• _The problem_:
Repeat the records below word for word, leaving out the pictures.

• _Part of a data file_:
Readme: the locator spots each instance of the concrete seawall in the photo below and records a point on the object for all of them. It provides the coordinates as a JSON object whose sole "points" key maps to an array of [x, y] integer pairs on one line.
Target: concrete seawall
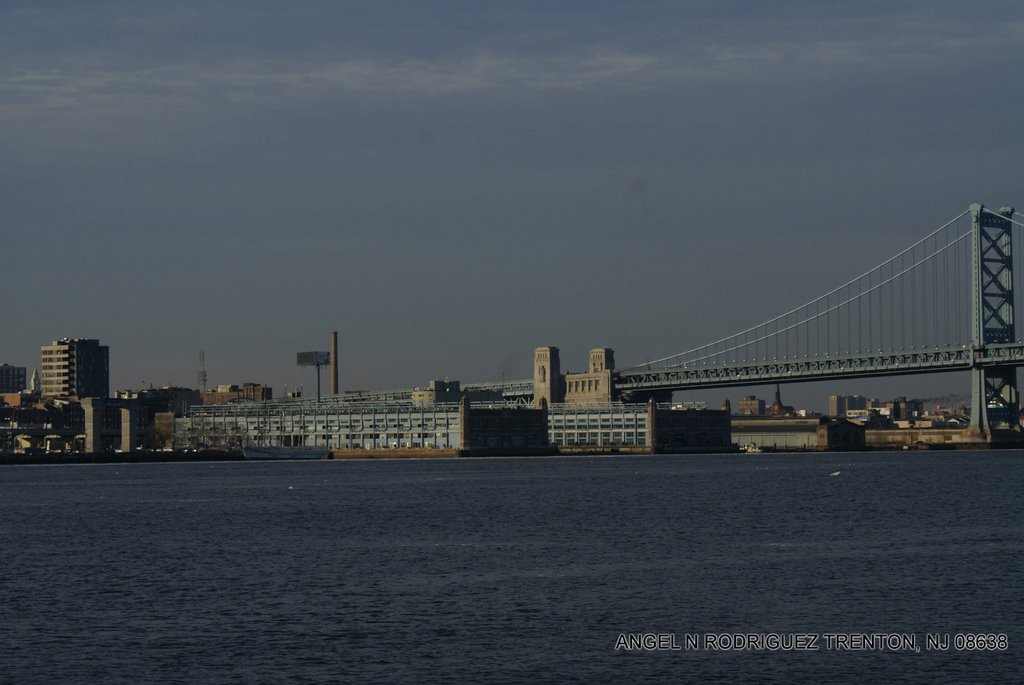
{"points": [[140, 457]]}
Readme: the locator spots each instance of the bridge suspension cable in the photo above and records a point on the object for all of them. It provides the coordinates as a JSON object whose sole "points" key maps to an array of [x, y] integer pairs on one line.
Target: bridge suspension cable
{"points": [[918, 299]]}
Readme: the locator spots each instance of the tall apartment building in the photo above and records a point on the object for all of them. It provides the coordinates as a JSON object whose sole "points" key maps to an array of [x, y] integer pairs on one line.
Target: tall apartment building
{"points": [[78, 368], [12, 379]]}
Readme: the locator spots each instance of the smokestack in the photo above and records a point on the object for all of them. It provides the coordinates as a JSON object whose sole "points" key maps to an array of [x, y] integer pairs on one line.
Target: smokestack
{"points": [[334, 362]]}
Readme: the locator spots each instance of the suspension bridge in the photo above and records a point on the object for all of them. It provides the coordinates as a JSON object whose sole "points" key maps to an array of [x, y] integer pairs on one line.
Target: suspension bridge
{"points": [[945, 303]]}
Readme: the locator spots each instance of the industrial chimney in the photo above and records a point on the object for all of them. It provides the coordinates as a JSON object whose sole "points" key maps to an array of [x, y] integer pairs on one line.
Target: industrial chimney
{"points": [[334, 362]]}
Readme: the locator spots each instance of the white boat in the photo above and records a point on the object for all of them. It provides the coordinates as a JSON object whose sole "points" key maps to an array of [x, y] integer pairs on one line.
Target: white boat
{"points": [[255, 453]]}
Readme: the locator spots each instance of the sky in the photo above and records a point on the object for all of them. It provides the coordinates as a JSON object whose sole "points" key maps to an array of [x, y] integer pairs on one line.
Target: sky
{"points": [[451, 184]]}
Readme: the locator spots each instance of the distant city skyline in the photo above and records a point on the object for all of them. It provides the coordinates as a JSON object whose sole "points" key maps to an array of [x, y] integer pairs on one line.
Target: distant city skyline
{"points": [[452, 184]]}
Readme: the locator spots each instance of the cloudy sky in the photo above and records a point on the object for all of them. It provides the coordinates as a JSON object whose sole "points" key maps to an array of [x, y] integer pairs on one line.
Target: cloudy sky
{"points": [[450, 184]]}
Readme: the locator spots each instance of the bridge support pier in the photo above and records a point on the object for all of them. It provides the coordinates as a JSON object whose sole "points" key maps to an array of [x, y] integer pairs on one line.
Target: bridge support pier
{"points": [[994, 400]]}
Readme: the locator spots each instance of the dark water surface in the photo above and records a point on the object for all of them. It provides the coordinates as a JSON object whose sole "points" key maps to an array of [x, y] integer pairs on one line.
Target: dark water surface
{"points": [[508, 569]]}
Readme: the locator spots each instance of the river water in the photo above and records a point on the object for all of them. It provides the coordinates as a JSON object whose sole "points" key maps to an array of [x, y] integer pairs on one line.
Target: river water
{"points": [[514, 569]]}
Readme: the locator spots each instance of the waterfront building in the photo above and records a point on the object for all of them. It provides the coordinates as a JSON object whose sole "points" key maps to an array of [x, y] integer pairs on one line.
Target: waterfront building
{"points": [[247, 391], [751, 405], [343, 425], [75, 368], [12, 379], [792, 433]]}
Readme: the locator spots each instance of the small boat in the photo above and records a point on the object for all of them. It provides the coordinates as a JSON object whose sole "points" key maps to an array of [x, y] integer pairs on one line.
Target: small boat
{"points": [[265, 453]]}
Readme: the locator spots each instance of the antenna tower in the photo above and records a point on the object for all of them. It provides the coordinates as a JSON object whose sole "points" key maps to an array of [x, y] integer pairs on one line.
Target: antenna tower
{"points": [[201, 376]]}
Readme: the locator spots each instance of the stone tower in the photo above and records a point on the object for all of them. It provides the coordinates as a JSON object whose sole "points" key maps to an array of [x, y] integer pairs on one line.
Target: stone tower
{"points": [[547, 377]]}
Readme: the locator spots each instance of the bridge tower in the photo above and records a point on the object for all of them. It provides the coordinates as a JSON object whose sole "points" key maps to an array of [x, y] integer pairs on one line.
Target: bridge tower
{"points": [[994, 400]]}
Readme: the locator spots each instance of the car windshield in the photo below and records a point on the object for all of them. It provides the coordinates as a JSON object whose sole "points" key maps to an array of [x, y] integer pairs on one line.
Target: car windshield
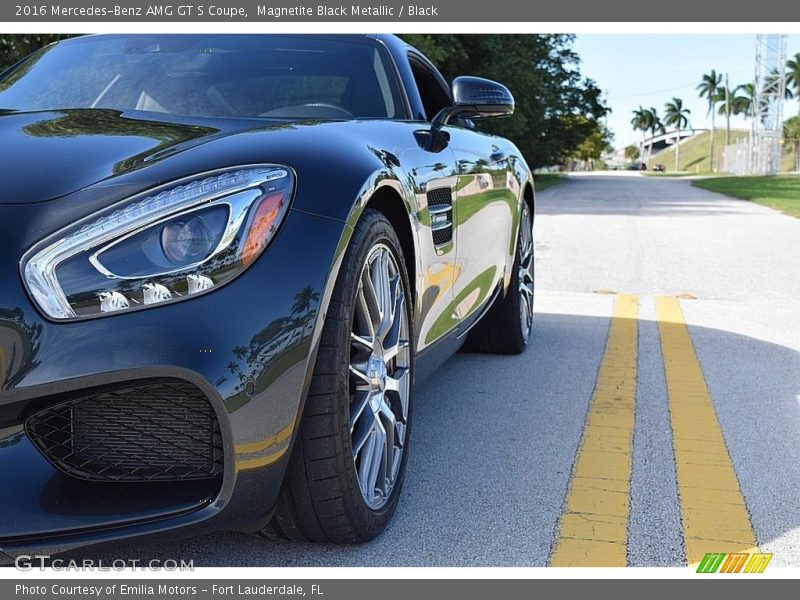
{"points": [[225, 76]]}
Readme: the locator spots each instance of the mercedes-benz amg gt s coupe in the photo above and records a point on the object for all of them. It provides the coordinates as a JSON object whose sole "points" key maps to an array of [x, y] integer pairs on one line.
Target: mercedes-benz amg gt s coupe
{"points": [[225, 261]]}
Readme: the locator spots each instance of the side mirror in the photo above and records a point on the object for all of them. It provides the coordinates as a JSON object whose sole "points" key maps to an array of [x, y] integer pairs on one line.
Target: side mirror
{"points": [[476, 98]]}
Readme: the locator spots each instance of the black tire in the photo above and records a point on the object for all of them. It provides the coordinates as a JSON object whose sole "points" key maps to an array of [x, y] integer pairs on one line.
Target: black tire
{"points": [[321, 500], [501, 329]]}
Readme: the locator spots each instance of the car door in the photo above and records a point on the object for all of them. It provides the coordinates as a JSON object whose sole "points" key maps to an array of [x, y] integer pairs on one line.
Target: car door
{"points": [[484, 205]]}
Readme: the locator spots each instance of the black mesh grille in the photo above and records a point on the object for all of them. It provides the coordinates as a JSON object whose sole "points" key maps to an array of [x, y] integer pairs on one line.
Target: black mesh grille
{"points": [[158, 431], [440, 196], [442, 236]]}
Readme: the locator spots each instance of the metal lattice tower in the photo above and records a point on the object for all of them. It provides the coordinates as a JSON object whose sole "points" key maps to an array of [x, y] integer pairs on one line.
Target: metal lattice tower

• _Solved exercise_:
Readme: the locator spots each instance of the concrete seawall in the photo below and records a point on the object for all of them. It provides the coordinates as a JSON object whose sole "points" key maps to an array of [x, y] integer pairs on one line.
Target: concrete seawall
{"points": [[140, 457]]}
Readme: the locator spots each instance of the bridge suspension cable in the photo above and records a point on the object for all of them. It provides the coordinates as a JSON object whose sole "points" key maps to an array of [x, y] integer pairs on one line.
Target: bridge suspension cable
{"points": [[918, 299]]}
Readme: the locator spots each instance of the tall apartment building in the photo above and records a point on the object for all of them. It provides the coordinates as a JSON object whose sole "points" key maps to an array of [x, y] integer pairs on one line.
Target: tall apartment building
{"points": [[78, 368], [12, 379]]}
Readme: the locator spots each instance of the smokestack in the photo above and records a point on the object for all of them. It provides the coordinates as a JSON object whose sole "points" key maps to an array of [x, y] integer pairs on one line.
Target: smokestack
{"points": [[334, 362]]}
Readme: the locator spots each instance of the suspension bridge in the photo above and records a point on the object for all of them. It provides the coordinates as a JSON object whose sole "points" key maps to an array of [x, y] integer pairs on one line.
Target: suspension bridge
{"points": [[945, 303]]}
Readme: the locator spots each instance of the industrial chimney in the photo above and records a point on the object for all of them. It provides the coordinates as a JSON object whose sole "points" key maps to an array of [x, y] integer pairs on one line.
Target: industrial chimney
{"points": [[334, 362]]}
Readme: the locator spots each instance of the white boat in the photo above and records a point on the object for all of them. It provides the coordinates as a JSON object whose sole "points" key maps to an array of [x, y] integer pairs on one line.
Target: white boat
{"points": [[255, 453]]}
Readme: the locator spots each instance of the sky in the photo above and records a point on the object for all of them. It provides the coordinates as a JSON object whose sole "points" key maps to an array of [x, y] integer pairs on one line.
Target: sky
{"points": [[451, 184]]}
Readme: the locator spots each instance of the distant city skyline in the photo above and records a point on the object for all of them. It provides the coordinates as a JSON object whose sole "points" key maps to an array of [x, y] integer pairs on one line.
Target: distant city skyline
{"points": [[452, 184]]}
Readme: the locator spots each instance of the cloudy sky in the photo above and records a point on the object for all of them. It provides the coordinates as a JSON object whose sole "points" key maps to an array of [x, y] integer pairs on one line.
Target: cloudy sky
{"points": [[450, 184]]}
Readme: the locator spots each instance of the bridge support pier in the photo above and records a point on the object for all of them. It provides the coordinates as a JSON object whose sole "points" key maps to an array of [x, y] integer pairs on one line.
Target: bridge support pier
{"points": [[994, 400]]}
Readme: the locator spots each instance of the dark water surface in the photo above and records a point on the object for all of them. It provides the coordinates as a JSON object whose sole "points" key maps to an array of [x, y] integer pairs on one line.
Target: dark water surface
{"points": [[508, 569]]}
Readme: the locator spots each instance of the river water in the photo above and records a point on the object for all of them. It provides the coordinates as a JSON object whose sole "points" key maps to an array of [x, y] integer pairs on one line.
Target: river water
{"points": [[514, 569]]}
Readme: the locator spots each instance of the waterfront building in the photo above and records a point on the object for all of them. It provides the coordinates as a JSON object whose sole "points" key maps to an array of [x, y] integer pairs on one line.
Target: waterfront building
{"points": [[247, 391], [751, 405], [343, 425], [75, 368], [12, 379], [792, 433]]}
Readme: the locator spots each instance of the small boat in the photo above and records a point on the object for all of them. It provides the coordinates as a JSON object whose sole "points" key maps to an array of [x, y] integer pairs on one line.
Target: small boat
{"points": [[265, 453]]}
Readme: the locator spots each instance of the antenna tower in the photo above and records a point on the object for all of them. It provides the coordinates as a JSON object whose sole "points" key maps to an array of [x, y] integer pairs on one line.
Target: antenna tower
{"points": [[201, 376]]}
Readme: the locator spots each instance of the stone tower in the photo above and records a point on the object for all of them. It provides the coordinates as a JSON object whose sole "points" key maps to an array of [x, y] integer pairs on one line.
Target: stone tower
{"points": [[547, 377]]}
Readme: the locator spots each instance of the bridge tower in the photo above and records a point on the object for all of them. It provides the coordinates as a JSON object whose sole "points" key maps to an array of [x, y] integer pairs on one line.
Target: bridge tower
{"points": [[994, 400]]}
Readme: the locator spots each instance of the car windshield in the photo below and records a point on the object for all of them. It provides the coordinates as a JSON object whose sole "points" key maps to an array of [x, y] integer pairs on one line.
Target: car windshield
{"points": [[225, 76]]}
Readme: the locator spots each instance of the mercedes-benz amg gt s coupe in the photo above and records a point on the object for all of them. It provides the coordinates as a JSON object whose sole "points" key maps to an array of [x, y] integer pairs on one line.
Target: mercedes-benz amg gt s coupe
{"points": [[225, 261]]}
Readme: the locator spots each instance of the side mirror in the photo above and records a point on the object for all of them. It provides the coordinates as a JSON object whose sole "points" key maps to an array of [x, y] integer pairs on one line.
Target: side mirror
{"points": [[476, 98]]}
Readme: the locator spots each instance of the black tire in the photo above and records a point on the object for all of them. It provides the coordinates as a JSON object whose sole "points" key maps to an array of [x, y] integer pairs on one line.
Target: black tire
{"points": [[321, 500], [501, 329]]}
Readme: the locator spots each instance of the car door in the photo above and records a point on the object for all of them. It provides the coordinates as a JSON object whose sole "points" key maps to an array of [x, y] integer pairs on one line.
Target: car door
{"points": [[484, 205]]}
Readme: the locator spots each instance of the black mesh grille in the photo above and records a point on the object for all of them. It provides the coordinates as a JSON object whose sole "points" key maps to an array of [x, y] integer pairs on one line.
Target: black mesh grille
{"points": [[158, 431], [440, 196], [442, 236]]}
Readme: the locator spots each instance of the metal lattice tower in the photo above and records a point on the object for all of them. It provides the coordinates as a JSON object whose sole "points" key maps to an array of [x, y] integer pairs on one line.
Target: metal lattice tower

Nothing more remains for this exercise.